[[ Entries provided open ]]
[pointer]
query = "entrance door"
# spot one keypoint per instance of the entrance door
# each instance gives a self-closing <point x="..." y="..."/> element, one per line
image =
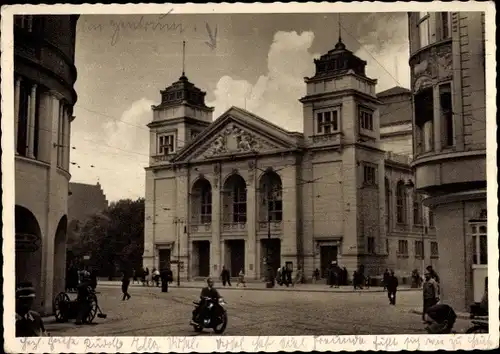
<point x="237" y="250"/>
<point x="164" y="255"/>
<point x="274" y="255"/>
<point x="204" y="258"/>
<point x="328" y="254"/>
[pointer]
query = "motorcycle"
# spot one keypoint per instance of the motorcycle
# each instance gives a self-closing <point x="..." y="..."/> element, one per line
<point x="214" y="316"/>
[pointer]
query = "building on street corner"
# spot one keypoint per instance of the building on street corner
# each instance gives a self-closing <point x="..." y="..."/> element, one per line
<point x="239" y="191"/>
<point x="447" y="60"/>
<point x="44" y="70"/>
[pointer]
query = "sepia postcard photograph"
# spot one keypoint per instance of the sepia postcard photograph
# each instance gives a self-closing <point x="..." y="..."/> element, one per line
<point x="248" y="177"/>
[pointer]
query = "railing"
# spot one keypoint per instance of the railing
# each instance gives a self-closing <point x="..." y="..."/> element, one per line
<point x="398" y="158"/>
<point x="275" y="225"/>
<point x="200" y="228"/>
<point x="326" y="139"/>
<point x="234" y="226"/>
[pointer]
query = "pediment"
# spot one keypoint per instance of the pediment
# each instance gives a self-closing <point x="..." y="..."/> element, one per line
<point x="231" y="135"/>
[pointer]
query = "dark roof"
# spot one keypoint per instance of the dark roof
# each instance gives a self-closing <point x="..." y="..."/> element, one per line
<point x="396" y="90"/>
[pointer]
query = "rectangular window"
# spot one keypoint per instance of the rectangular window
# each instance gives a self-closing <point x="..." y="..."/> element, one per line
<point x="369" y="175"/>
<point x="423" y="29"/>
<point x="417" y="210"/>
<point x="327" y="121"/>
<point x="206" y="207"/>
<point x="445" y="25"/>
<point x="479" y="244"/>
<point x="371" y="245"/>
<point x="424" y="116"/>
<point x="448" y="136"/>
<point x="419" y="250"/>
<point x="365" y="118"/>
<point x="434" y="250"/>
<point x="166" y="144"/>
<point x="403" y="247"/>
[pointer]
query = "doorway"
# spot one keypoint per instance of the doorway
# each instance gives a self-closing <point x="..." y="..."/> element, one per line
<point x="201" y="264"/>
<point x="328" y="254"/>
<point x="236" y="256"/>
<point x="274" y="255"/>
<point x="164" y="255"/>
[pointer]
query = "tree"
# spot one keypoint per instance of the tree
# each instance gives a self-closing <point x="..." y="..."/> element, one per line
<point x="114" y="238"/>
[[ Entries provided closed ]]
Try it – From the first line through the line with "# spot one keypoint per instance of the rectangular", output those lines of the entries above exactly, and nothing else, with the pictures left out.

Result of the exercise –
[pointer]
query = "entrance door"
# spot one keypoint per instance of the entrance door
# each instance gives a self-closing <point x="..." y="..."/> element, one per line
image =
<point x="237" y="250"/>
<point x="164" y="255"/>
<point x="274" y="255"/>
<point x="204" y="258"/>
<point x="328" y="254"/>
[pointer]
query = "motorcycle"
# spot one keypoint per instance of the motorcycle
# each instance gives a self-closing <point x="..." y="..."/> element, one per line
<point x="214" y="316"/>
[pointer]
query = "building on street corner"
# spot one keypoint per instance of the building on street corner
# each instance gives a self-closing <point x="..." y="..."/> element, one per line
<point x="239" y="191"/>
<point x="447" y="60"/>
<point x="44" y="70"/>
[pointer]
query = "sepia postcard photograph"
# spot one keypoint per instance of the sepia postcard photograph
# each instance gives a self-closing <point x="..." y="..."/> element, one per line
<point x="248" y="177"/>
[pointer]
query = "railing"
# spot one keypoint per instance of the railing
# each instance gives a self-closing <point x="..." y="..."/> element, one per line
<point x="398" y="158"/>
<point x="275" y="225"/>
<point x="200" y="228"/>
<point x="326" y="139"/>
<point x="234" y="226"/>
[pointer]
query = "pediment"
# spot one keypoint per instance of the pediment
# each instance gives a self-closing <point x="..." y="..."/> element, one per line
<point x="231" y="135"/>
[pointer]
query = "dark roof"
# spot one keypoint per instance of the dark roof
# each instance gives a self-closing <point x="..." y="..."/> element, one per line
<point x="396" y="90"/>
[pointer]
query = "rectangular window"
# spot one keypoint per instance of the rectangular window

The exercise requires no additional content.